══ Brano proposto ══

Questo articolo fa parte di una serie in cui l’autrice racconta gli impatti personali, affettivi e sociali di un tumore diagnosticato all’età di trent’anni.
Nella notte tra sabato e domenica mi sono decolorata i capelli.
Io, la stessa persona che quando chiede una spuntatina intende proprio qualche millimetro, che non va dalla parrucchiera senza una foto d’esempio approvata da amici e parenti, che ama i Green Day dai tempi delle medie, ma la cosa più trasgressiva mai fatta con i capelli è stata uscire un paio di volte lasciandoli sciolti.
Nei giorni precedenti l’ho ripetuto così tante volte che il mio compagno, dopo essere passato davanti a uno di quei negozi per l’igiene della persona e della casa, ha fatto inversione a una rotonda e mi ha obbligato a entrarci. Anche se infilarsi in un posto il cui slogan è: “Puliti e profumati” con una macchia di gelato sulla maglietta dovrebbe essere vietato.

═══

## Consegna
Trascrivi parola per parola il passo del brano sulla decolorazione dei capelli che va da "Nella notte tra" a "volte lasciandoli sciolti.". Il materiale proviene da una fonte diversa da quella del brano.

══ Materiale di lavoro ══

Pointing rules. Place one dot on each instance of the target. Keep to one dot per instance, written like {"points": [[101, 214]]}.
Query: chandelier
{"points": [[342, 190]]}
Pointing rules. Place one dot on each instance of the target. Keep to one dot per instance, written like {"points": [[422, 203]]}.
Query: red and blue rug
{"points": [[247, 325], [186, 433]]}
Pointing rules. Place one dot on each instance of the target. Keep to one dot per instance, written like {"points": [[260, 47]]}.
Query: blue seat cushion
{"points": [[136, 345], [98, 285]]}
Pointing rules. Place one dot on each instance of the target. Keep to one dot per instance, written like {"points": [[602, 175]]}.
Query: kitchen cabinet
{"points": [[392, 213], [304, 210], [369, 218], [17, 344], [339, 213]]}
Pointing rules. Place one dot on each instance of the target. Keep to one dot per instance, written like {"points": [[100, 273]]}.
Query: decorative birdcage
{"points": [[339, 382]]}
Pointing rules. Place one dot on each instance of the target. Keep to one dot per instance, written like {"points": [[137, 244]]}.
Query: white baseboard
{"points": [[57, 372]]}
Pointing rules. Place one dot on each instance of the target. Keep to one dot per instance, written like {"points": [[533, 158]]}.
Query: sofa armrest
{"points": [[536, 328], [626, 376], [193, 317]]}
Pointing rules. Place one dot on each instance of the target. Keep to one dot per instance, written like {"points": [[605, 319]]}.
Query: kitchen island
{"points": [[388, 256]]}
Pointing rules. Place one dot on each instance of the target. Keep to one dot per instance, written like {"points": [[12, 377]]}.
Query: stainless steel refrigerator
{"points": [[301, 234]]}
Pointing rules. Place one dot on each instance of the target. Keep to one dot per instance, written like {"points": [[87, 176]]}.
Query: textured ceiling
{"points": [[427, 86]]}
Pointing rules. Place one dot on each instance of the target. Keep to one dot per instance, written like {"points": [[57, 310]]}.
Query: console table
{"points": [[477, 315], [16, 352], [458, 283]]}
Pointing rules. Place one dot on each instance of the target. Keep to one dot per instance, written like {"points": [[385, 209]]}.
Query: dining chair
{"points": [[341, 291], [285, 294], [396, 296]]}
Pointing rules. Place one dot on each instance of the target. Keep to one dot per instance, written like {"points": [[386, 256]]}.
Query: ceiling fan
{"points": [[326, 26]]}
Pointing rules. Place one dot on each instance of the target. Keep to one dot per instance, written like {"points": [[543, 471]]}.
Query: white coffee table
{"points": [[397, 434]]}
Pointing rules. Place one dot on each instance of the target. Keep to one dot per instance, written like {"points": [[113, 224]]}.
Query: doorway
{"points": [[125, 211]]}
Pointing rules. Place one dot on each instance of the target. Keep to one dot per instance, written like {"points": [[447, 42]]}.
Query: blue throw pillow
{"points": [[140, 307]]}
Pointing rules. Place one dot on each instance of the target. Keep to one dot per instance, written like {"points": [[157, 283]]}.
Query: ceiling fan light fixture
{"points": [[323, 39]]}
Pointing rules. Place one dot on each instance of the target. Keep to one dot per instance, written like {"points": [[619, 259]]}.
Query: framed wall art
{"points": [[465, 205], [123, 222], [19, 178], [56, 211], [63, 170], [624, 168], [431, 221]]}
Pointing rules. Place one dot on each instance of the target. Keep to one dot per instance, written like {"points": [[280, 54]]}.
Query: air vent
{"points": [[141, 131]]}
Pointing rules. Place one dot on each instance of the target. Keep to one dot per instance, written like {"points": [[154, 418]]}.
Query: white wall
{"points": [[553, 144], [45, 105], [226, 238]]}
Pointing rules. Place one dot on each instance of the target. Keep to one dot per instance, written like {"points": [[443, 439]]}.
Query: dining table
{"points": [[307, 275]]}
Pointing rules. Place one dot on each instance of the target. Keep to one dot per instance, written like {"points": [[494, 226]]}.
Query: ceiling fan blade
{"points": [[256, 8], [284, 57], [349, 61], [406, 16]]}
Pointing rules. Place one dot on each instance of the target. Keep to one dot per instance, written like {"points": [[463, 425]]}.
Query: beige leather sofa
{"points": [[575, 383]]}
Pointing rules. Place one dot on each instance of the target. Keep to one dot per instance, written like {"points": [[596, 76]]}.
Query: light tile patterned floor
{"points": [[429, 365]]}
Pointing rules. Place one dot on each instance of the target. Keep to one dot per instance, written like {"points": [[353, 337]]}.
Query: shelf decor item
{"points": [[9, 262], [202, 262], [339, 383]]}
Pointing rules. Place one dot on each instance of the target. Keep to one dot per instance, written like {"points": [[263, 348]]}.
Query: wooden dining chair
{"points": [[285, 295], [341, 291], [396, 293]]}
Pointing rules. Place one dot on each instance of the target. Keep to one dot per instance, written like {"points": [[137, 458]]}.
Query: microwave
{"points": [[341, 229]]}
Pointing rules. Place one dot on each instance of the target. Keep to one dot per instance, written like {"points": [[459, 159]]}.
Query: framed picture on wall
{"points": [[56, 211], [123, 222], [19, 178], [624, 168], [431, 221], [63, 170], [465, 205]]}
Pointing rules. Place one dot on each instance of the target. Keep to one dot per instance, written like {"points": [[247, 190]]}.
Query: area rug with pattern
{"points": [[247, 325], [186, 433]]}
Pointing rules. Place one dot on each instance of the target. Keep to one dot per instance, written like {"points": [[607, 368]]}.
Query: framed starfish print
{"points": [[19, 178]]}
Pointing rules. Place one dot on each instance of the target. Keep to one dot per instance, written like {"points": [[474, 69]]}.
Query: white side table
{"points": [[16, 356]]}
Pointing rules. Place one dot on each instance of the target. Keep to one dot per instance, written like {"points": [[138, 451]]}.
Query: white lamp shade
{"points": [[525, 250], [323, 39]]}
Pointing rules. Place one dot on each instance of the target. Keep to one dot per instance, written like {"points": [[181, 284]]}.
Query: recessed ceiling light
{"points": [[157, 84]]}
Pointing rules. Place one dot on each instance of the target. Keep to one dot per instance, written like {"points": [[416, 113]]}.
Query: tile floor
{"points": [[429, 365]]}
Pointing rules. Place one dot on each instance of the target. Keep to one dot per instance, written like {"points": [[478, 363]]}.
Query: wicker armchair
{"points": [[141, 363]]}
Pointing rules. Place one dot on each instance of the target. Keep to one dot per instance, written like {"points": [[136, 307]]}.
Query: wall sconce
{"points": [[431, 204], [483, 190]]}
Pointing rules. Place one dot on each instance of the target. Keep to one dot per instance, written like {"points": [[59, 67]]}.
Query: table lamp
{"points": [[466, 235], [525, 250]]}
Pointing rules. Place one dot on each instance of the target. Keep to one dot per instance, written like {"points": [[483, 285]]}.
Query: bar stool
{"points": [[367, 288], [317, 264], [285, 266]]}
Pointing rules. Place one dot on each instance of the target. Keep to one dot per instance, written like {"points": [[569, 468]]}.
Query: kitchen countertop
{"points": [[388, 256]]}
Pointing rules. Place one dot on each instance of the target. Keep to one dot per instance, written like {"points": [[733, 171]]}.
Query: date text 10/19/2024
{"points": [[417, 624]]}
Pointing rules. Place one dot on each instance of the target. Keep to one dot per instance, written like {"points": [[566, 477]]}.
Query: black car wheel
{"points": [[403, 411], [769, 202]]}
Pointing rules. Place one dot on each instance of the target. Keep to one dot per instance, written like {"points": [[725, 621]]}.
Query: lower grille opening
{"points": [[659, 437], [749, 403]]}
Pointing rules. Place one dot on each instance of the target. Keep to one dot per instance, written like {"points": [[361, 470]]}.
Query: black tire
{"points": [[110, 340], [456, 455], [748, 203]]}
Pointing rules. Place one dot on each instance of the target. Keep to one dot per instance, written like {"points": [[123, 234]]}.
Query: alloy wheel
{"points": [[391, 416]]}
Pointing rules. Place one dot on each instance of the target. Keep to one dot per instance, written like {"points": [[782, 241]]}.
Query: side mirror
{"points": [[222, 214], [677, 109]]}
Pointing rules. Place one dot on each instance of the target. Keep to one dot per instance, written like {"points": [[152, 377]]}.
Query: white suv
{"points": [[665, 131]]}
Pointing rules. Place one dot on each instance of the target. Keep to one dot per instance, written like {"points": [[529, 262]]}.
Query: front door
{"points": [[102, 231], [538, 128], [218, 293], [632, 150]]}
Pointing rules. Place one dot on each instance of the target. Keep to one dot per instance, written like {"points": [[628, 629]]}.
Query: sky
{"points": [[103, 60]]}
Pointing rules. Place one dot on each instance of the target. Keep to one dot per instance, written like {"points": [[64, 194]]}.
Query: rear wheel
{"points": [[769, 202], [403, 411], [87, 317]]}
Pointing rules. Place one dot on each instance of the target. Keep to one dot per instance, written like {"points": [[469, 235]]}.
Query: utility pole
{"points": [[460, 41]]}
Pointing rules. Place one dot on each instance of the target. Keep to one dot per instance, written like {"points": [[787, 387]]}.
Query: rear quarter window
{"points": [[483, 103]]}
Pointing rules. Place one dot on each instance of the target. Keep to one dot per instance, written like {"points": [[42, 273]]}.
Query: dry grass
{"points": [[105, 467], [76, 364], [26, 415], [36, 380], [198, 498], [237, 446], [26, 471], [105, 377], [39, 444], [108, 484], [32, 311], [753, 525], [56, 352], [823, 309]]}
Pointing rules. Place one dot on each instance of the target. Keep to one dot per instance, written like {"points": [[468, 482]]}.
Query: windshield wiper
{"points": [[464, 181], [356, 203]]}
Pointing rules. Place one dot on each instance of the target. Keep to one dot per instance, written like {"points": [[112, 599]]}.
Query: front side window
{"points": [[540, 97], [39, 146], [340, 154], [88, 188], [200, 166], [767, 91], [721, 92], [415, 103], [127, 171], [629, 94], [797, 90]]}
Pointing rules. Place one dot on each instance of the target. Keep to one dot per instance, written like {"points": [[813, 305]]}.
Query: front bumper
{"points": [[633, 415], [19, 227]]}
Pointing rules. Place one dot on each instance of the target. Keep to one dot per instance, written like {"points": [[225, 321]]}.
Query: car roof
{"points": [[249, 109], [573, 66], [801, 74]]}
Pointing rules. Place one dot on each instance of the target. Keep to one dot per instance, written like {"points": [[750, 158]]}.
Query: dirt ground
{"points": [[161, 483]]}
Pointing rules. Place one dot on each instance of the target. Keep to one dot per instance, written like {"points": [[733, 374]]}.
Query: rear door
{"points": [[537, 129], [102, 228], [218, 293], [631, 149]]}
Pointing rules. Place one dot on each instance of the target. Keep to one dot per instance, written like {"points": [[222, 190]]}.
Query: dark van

═══

## Soluzione
Nella notte tra sabato e domenica mi sono decolorata i capelli.
Io, la stessa persona che quando chiede una spuntatina intende proprio qualche millimetro, che non va dalla parrucchiera senza una foto d’esempio approvata da amici e parenti, che ama i Green Day dai tempi delle medie, ma la cosa più trasgressiva mai fatta con i capelli è stata uscire un paio di volte lasciandoli sciolti.